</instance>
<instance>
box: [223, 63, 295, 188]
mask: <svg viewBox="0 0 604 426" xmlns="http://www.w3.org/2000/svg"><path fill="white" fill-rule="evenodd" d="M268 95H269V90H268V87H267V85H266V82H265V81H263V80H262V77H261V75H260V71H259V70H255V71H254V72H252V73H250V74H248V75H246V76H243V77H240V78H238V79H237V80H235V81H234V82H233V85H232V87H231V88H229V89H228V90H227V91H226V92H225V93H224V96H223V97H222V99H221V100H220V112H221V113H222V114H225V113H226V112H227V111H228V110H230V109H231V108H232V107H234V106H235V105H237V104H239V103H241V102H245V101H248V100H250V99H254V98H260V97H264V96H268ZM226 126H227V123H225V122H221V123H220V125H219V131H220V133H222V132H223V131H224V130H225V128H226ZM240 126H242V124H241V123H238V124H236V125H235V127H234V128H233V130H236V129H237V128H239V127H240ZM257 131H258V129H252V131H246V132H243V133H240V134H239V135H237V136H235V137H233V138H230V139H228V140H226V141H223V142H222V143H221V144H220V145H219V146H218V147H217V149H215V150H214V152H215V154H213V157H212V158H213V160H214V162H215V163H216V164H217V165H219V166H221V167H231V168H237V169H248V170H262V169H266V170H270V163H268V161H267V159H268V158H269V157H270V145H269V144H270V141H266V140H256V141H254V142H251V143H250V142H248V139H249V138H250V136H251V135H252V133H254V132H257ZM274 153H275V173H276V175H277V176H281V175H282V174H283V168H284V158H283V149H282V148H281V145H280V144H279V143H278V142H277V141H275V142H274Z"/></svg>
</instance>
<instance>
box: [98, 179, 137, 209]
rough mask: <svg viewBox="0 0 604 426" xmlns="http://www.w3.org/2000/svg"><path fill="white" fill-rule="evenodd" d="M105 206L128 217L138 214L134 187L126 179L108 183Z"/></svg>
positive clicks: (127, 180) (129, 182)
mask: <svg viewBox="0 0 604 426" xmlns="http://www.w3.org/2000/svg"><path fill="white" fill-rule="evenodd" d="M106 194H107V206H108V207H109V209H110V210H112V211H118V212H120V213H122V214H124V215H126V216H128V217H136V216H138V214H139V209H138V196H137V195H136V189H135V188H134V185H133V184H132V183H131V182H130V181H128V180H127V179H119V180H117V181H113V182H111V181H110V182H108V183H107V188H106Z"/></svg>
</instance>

══════

Work item:
Reproduce all of the rows above, character for character, without changing or leaving out anything.

Task response:
</instance>
<instance>
box: [223, 63, 295, 188]
mask: <svg viewBox="0 0 604 426" xmlns="http://www.w3.org/2000/svg"><path fill="white" fill-rule="evenodd" d="M268 95H269V90H268V87H267V85H266V82H265V81H263V80H262V77H261V75H260V71H259V70H255V71H254V72H252V73H250V74H248V75H246V76H243V77H240V78H238V79H237V80H235V81H234V82H233V85H232V87H231V88H229V89H228V90H227V91H226V92H225V93H224V96H223V97H222V99H221V100H220V112H221V113H222V114H225V113H226V112H227V111H228V110H230V109H231V108H232V107H234V106H235V105H237V104H239V103H241V102H245V101H248V100H250V99H254V98H260V97H264V96H268ZM226 126H227V123H225V122H221V123H220V125H219V131H220V133H222V132H223V131H224V130H225V128H226ZM240 126H242V124H241V123H238V124H236V125H235V127H234V128H233V130H236V129H237V128H239V127H240ZM257 131H258V129H252V131H246V132H243V133H240V134H239V135H237V136H235V137H233V138H230V139H228V140H226V141H223V142H222V143H221V144H220V145H219V146H218V147H217V149H215V150H214V152H215V154H213V157H212V158H213V160H214V162H215V163H216V164H217V165H219V166H221V167H231V168H237V169H248V170H262V169H266V170H270V163H268V161H267V159H268V158H269V157H270V145H269V144H270V141H266V140H256V141H254V142H251V143H250V142H248V139H249V138H250V136H251V135H252V133H254V132H257ZM274 153H275V173H276V175H277V176H281V175H282V174H283V168H284V158H283V149H282V148H281V145H280V144H279V143H278V142H277V141H275V142H274Z"/></svg>
</instance>
<instance>
box: [98, 179, 137, 209]
rough mask: <svg viewBox="0 0 604 426" xmlns="http://www.w3.org/2000/svg"><path fill="white" fill-rule="evenodd" d="M105 206L128 217L138 214L134 187L126 179L108 183Z"/></svg>
positive clicks: (127, 180) (129, 182)
mask: <svg viewBox="0 0 604 426" xmlns="http://www.w3.org/2000/svg"><path fill="white" fill-rule="evenodd" d="M106 194H107V206H108V207H109V209H110V210H112V211H118V212H120V213H122V214H124V215H126V216H128V217H136V216H138V214H139V209H138V196H137V195H136V189H135V188H134V185H133V184H132V183H131V182H130V181H128V180H127V179H119V180H117V181H113V182H111V181H110V182H108V183H107V188H106Z"/></svg>
</instance>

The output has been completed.